**What to produce:** Your answer should be the lines from the start of the records through the line with "target | red circle", copied word for word.

Items from a dataset
----------------

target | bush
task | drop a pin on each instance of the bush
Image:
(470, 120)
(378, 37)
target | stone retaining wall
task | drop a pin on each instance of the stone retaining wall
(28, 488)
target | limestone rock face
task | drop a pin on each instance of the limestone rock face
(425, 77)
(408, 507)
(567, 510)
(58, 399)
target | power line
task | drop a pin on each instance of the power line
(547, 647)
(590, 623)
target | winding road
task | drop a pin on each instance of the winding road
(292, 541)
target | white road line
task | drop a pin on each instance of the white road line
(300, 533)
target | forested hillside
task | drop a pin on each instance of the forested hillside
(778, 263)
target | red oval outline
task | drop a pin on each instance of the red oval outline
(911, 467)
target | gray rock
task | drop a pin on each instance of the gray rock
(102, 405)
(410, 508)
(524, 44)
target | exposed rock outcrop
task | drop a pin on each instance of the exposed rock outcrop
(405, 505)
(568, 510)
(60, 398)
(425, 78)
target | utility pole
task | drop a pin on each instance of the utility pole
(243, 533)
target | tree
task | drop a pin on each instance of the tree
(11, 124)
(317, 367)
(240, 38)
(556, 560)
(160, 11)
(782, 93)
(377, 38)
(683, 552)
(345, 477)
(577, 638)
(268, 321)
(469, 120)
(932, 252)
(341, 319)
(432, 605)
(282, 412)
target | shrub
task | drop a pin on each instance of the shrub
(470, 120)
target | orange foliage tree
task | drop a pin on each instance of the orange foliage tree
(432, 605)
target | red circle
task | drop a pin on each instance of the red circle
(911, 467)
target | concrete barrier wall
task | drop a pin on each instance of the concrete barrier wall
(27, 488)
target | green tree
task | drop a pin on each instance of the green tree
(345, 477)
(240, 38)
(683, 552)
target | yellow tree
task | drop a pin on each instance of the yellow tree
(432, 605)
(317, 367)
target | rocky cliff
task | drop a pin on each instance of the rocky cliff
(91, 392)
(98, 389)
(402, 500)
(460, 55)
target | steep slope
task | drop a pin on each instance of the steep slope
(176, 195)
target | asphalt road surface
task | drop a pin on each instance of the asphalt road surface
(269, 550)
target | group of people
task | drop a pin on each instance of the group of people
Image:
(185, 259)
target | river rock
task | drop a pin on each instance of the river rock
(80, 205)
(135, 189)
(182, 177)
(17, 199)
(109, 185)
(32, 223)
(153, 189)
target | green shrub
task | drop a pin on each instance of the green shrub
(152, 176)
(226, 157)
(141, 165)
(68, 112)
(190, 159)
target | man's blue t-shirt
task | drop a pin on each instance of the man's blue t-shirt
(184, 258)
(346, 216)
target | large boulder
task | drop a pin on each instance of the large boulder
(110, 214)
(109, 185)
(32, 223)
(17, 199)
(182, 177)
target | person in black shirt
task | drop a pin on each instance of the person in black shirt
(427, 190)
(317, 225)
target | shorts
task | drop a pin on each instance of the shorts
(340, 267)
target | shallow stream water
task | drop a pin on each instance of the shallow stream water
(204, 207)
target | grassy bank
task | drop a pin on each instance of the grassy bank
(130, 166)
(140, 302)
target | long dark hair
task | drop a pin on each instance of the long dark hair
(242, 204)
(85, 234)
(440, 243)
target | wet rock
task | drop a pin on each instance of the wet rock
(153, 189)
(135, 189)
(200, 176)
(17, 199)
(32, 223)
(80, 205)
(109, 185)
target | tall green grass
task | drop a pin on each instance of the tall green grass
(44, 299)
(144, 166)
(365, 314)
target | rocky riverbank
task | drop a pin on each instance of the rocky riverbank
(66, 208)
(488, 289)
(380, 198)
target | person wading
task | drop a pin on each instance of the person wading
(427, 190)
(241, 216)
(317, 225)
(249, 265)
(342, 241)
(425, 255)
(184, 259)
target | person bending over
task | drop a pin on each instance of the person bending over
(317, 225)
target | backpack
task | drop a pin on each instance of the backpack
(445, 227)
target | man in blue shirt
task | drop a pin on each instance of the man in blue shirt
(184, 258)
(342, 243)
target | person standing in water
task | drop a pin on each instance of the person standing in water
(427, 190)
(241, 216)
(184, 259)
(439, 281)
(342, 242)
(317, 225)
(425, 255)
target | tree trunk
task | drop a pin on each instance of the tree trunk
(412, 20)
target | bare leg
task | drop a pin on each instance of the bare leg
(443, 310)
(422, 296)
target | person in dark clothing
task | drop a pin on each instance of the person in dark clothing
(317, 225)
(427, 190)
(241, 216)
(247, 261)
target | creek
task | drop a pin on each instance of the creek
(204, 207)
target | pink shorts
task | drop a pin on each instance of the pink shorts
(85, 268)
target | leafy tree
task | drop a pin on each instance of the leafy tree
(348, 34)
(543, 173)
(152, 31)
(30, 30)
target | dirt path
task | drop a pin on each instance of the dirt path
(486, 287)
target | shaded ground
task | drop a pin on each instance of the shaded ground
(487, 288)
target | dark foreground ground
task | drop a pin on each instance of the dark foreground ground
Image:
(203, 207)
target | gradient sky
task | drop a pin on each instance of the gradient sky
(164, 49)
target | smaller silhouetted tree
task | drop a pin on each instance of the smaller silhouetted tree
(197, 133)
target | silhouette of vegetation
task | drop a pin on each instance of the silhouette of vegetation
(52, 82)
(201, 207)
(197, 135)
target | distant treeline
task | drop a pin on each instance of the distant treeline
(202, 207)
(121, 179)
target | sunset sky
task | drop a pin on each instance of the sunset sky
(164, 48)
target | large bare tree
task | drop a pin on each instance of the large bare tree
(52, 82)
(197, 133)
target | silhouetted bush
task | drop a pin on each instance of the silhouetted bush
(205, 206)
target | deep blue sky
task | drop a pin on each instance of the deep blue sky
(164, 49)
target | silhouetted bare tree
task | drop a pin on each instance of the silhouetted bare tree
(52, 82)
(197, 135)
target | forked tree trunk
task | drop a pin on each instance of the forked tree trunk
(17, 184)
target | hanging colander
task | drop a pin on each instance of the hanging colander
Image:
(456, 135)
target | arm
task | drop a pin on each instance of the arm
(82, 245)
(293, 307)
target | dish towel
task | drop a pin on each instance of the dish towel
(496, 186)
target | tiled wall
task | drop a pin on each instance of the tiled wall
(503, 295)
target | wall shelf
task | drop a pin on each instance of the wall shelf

----------------

**Response below:**
target | bush
task | drop a pin on each instance of the bush
Image:
(470, 120)
(378, 37)
target | stone retaining wall
task | drop a pin on each instance of the stone retaining wall
(28, 488)
target | limestone rock face
task | drop a pin on each instance of the limestone rock face
(425, 77)
(408, 507)
(567, 510)
(58, 399)
target | power line
task | drop a pin on each instance of the power line
(547, 647)
(590, 623)
target | winding road
task | drop a pin on each instance of the winding road
(292, 541)
target | white road line
task | drop a pin on each instance of the white road line
(300, 533)
target | forested hillside
task | drop a pin on each instance of the forested hillside
(778, 263)
target | red oval outline
task | drop a pin on each instance of the red oval outline
(911, 467)
target | gray rock
task | drop a pin on each instance of the gray rock
(102, 405)
(410, 508)
(524, 44)
target | exposed rock outcrop
task | drop a pin on each instance of the exposed rock outcrop
(405, 505)
(568, 510)
(60, 398)
(425, 78)
target | utility pole
task | drop a pin on each instance of the utility pole
(243, 533)
target | tree
task | drop a pin on each instance of the tree
(11, 124)
(317, 367)
(240, 38)
(556, 560)
(160, 11)
(782, 93)
(377, 38)
(683, 552)
(345, 477)
(577, 638)
(268, 321)
(469, 120)
(932, 252)
(341, 319)
(432, 605)
(282, 412)
target | shrub
task | drop a pin on each instance of the shrub
(470, 120)
target | orange foliage tree
task | drop a pin on each instance of the orange foliage tree
(432, 605)
target | red circle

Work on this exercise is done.